Instruction:
Reproduce word for word the account below of cutting pockets for timber joints, from start to end.

Document segment:

Start of Block

And then drill holes where the tenon will ultimately go -

The drill bit is the same size as the tenon we will be cutting.

That removes the bulk of the material, and then we can just finish the cut with a chisel.

This part is easy because the drill takes out most of the material, and you can drill deeper than you need to.

It's the shallower cuts that are harder, since you have to take out a specific depth of material.

We tried cutting with a circular saw like we did for the tenon, but since this time we are cutting with the grain, when we went to chisel out the wood, it didn't give at all.  So we purchased a large router with a bit, and went that route.  That worked alot better.

Then the cut can just be finished up with a chisel.

We used a special corner chisel to clean the corners up.

On this particular pocket, we need to also take out the bottom portion at an angle to allow the cross brace to fit inside.

The best way to do this that we found was to cut a block of wood at the desired angle and use it as a guide to chisel out the pocket.

Taking the pockets out was very time consuming and labor intensive,

This one especially.

We fit all the joints for the porches in the garage, numbering each one and custom cutting until each fit perfectly.  We figured it would be much more sensible to do this in the garage, than in the field, working remote, outdoors in the Alaska weather.

It took a bit of fitting, chiseling, re-fitting -

Finally they fit square!

End of Block

Given records:
Start of Block

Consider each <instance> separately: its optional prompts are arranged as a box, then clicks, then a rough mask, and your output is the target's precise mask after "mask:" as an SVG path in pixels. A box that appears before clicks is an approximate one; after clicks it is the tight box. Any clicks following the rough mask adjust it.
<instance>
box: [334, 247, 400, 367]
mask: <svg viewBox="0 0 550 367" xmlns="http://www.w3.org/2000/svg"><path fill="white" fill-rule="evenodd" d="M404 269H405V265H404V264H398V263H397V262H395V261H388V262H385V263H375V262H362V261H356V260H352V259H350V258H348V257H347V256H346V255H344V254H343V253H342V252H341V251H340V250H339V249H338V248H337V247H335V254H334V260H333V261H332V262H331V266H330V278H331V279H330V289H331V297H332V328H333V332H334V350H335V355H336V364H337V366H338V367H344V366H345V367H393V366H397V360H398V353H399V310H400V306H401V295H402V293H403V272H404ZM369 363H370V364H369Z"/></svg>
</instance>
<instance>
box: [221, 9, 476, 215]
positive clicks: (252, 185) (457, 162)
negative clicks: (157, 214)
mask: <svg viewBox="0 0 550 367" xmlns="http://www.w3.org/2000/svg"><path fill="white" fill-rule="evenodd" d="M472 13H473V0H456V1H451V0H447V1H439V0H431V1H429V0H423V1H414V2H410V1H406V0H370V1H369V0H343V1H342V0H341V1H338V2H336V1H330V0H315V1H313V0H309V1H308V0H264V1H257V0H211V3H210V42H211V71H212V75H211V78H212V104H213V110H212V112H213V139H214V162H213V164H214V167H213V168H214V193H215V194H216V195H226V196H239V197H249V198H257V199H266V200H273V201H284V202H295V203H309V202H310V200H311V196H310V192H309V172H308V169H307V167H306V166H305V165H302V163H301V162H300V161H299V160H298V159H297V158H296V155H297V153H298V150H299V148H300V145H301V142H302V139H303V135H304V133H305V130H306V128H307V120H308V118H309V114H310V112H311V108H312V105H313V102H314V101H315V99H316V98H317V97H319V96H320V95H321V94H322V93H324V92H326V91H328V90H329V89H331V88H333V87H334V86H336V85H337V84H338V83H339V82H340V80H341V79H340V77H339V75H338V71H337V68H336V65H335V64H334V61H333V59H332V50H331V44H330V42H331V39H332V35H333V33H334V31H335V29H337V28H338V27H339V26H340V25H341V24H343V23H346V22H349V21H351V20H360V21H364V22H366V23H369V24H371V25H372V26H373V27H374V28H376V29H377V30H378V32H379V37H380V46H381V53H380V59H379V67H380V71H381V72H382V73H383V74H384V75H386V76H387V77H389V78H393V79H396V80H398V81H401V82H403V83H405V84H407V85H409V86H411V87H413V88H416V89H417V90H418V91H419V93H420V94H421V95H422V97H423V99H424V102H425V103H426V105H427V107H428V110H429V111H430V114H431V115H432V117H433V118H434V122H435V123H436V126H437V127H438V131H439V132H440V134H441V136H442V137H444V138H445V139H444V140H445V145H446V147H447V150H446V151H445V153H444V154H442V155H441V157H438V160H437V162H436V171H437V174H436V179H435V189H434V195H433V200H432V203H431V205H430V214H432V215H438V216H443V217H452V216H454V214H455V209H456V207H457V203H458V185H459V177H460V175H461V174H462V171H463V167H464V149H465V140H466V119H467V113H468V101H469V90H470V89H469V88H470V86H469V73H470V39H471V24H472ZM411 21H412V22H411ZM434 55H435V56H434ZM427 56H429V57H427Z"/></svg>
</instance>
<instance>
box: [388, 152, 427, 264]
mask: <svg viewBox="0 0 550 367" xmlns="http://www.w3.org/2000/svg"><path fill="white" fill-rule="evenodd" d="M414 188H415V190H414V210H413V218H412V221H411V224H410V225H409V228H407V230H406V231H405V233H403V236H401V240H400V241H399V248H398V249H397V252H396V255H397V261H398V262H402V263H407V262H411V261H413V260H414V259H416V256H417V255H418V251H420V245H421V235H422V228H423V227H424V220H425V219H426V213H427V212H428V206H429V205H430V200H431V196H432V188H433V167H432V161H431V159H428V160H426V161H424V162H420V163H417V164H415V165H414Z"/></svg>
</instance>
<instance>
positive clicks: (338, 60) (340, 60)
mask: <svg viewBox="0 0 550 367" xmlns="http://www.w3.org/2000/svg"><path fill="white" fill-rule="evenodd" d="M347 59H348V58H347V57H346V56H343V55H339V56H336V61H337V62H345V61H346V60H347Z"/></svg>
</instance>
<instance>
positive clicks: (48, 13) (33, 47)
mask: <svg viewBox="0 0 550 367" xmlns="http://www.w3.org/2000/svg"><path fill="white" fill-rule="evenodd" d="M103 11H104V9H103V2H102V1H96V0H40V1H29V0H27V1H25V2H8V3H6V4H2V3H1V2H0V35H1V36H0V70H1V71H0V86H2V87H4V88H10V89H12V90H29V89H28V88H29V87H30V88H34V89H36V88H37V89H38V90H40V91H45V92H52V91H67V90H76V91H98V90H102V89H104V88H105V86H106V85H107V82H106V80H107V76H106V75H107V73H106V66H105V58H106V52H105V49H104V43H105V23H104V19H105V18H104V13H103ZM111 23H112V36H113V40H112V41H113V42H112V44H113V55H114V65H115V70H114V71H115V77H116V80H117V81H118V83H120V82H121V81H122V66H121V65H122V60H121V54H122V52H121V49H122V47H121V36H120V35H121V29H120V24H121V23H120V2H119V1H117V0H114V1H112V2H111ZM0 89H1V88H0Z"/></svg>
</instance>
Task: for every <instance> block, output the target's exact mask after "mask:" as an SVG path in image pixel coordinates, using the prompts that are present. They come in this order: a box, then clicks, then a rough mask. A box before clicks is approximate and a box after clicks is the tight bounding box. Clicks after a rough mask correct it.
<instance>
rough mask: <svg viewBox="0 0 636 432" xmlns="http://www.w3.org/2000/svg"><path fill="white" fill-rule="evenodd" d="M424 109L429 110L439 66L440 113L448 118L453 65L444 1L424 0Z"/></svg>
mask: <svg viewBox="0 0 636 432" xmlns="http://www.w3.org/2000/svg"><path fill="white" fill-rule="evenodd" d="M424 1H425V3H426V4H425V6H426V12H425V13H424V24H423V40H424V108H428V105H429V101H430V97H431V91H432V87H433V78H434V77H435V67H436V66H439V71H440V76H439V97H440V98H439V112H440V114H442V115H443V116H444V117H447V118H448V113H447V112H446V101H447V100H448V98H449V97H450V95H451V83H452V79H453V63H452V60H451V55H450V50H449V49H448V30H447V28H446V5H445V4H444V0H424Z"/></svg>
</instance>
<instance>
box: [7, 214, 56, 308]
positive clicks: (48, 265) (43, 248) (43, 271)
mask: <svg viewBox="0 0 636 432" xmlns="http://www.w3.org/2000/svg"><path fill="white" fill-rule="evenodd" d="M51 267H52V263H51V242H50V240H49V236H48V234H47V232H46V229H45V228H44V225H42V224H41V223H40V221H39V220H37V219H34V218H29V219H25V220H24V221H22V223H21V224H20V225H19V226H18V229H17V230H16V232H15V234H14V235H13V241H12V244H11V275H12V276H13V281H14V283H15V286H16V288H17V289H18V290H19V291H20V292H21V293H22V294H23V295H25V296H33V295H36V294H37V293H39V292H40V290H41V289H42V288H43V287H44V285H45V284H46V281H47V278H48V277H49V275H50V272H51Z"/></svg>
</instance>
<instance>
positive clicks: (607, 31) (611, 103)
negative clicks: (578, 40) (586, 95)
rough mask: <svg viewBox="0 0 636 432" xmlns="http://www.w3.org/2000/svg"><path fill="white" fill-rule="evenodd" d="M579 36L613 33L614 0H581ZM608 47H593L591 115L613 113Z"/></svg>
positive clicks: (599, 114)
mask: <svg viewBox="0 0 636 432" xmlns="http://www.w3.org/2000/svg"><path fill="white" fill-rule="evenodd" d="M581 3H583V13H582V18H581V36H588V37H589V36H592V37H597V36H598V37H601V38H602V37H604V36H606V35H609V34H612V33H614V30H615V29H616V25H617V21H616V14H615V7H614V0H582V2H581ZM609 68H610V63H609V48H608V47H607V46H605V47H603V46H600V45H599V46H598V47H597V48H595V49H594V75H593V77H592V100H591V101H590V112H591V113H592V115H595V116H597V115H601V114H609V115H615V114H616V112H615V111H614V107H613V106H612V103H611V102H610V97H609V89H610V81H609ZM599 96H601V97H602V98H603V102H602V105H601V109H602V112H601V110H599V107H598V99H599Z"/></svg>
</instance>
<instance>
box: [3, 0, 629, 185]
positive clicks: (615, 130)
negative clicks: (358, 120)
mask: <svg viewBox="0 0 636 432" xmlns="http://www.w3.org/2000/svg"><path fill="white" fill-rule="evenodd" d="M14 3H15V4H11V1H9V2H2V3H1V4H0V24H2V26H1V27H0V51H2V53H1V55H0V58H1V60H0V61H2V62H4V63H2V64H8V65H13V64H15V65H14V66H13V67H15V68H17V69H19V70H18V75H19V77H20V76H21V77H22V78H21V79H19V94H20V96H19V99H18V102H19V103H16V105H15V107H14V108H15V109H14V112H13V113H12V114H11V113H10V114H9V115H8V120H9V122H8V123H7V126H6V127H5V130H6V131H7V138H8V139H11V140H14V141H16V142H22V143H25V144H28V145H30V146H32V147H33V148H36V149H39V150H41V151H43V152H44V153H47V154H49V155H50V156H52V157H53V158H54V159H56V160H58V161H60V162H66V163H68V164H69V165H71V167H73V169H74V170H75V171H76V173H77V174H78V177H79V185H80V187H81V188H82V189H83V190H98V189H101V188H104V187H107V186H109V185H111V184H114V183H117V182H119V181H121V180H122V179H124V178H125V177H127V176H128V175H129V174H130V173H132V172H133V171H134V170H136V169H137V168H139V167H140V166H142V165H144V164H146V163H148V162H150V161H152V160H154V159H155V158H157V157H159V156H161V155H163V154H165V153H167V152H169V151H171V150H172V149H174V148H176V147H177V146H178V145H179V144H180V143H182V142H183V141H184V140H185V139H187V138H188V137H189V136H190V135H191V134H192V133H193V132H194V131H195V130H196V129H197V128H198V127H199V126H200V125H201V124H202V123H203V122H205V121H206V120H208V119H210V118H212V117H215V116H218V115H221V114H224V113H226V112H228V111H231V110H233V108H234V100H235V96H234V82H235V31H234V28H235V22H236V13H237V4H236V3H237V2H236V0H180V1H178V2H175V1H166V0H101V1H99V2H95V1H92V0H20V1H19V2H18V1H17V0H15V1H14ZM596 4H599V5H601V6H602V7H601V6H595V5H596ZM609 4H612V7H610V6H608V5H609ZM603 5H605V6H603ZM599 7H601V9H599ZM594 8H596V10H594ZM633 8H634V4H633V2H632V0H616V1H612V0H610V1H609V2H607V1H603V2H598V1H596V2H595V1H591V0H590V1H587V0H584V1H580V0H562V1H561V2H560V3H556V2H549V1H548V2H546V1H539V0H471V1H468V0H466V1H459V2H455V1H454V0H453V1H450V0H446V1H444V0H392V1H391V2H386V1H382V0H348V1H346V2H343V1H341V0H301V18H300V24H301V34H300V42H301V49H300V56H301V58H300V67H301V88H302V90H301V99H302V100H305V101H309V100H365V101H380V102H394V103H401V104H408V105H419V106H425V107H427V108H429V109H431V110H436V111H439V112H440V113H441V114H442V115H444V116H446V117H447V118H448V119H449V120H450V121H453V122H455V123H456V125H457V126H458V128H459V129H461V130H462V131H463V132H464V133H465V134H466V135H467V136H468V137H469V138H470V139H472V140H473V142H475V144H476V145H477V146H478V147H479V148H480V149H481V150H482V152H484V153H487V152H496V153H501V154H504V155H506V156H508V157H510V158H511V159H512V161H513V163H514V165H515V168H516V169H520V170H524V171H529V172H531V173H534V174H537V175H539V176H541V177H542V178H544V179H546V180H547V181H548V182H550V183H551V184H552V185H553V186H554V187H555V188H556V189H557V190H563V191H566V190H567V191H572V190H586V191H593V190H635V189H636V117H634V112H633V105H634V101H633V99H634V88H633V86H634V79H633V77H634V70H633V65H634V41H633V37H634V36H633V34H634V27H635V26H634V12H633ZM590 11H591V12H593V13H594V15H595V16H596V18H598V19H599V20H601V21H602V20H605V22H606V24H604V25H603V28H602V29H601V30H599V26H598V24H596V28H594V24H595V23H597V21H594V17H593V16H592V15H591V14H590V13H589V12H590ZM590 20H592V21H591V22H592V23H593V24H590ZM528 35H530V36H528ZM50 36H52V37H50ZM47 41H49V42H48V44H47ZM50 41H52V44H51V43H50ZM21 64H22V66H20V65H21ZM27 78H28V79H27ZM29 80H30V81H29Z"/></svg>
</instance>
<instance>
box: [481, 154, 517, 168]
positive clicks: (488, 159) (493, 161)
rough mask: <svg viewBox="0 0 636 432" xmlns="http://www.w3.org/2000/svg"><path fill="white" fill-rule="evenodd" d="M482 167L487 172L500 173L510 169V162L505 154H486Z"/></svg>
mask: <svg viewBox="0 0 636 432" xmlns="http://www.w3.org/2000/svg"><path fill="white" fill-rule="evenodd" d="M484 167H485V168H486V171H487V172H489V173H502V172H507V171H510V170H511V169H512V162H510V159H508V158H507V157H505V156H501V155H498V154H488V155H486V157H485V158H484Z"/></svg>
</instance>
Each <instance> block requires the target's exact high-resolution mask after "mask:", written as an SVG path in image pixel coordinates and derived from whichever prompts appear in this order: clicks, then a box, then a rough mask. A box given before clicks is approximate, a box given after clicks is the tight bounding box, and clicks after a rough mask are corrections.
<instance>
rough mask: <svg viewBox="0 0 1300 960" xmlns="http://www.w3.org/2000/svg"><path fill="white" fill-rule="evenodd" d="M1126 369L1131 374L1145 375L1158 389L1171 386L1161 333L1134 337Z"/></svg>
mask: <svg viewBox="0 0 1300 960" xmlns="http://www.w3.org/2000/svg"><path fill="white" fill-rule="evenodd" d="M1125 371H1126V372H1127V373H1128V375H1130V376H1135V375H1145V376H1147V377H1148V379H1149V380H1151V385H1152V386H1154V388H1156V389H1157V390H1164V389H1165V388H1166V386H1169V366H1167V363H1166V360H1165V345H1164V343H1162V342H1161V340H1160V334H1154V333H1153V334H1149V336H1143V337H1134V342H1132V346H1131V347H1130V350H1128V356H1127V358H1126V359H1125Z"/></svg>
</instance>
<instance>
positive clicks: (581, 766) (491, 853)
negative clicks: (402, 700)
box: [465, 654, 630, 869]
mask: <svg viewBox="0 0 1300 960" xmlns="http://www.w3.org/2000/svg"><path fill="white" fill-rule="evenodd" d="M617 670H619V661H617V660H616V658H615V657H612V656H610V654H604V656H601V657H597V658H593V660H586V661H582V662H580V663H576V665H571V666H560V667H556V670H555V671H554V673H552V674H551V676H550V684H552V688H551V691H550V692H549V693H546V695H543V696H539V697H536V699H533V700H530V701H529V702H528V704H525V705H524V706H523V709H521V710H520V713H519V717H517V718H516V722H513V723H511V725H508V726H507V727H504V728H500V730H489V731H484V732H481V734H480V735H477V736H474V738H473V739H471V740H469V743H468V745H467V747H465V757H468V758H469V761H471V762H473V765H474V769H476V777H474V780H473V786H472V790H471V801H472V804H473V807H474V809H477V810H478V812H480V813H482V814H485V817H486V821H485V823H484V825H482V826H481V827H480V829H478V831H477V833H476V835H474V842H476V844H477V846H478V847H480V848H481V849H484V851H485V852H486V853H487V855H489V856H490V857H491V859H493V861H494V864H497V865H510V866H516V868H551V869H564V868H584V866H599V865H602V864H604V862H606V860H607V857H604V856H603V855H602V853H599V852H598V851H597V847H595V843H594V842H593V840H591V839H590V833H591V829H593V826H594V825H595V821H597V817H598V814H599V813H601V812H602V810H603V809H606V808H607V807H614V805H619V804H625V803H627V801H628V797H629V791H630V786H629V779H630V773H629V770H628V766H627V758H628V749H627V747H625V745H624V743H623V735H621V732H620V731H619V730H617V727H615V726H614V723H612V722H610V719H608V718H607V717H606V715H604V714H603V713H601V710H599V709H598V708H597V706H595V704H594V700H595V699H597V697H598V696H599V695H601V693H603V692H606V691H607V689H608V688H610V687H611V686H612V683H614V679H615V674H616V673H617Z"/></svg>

End of Block

Response area:
And then drill holes where the tenon will ultimately go -

The drill bit is the same size as the tenon we will be cutting.

That removes the bulk of the material, and then we can just finish the cut with a chisel.

This part is easy because the drill takes out most of the material, and you can drill deeper than you need to.

It's the shallower cuts that are harder, since you have to take out a specific depth of material.

We tried cutting with a circular saw like we did for the tenon, but since this time we are cutting with the grain, when we went to chisel out the wood, it didn't give at all.  So we purchased a large router with a bit, and went that route.  That worked alot better.

Then the cut can just be finished up with a chisel.

We used a special corner chisel to clean the corners up.

On this particular pocket, we need to also take out the bottom portion at an angle to allow the cross brace to fit inside.

The best way to do this that we found was to cut a block of wood at the desired angle and use it as a guide to chisel out the pocket.

Taking the pockets out was very time consuming and labor intensive,

This one especially.

We fit all the joints for the porches in the garage, numbering each one and custom cutting until each fit perfectly.  We figured it would be much more sensible to do this in the garage, than in the field, working remote, outdoors in the Alaska weather.

It took a bit of fitting, chiseling, re-fitting -

Finally they fit square!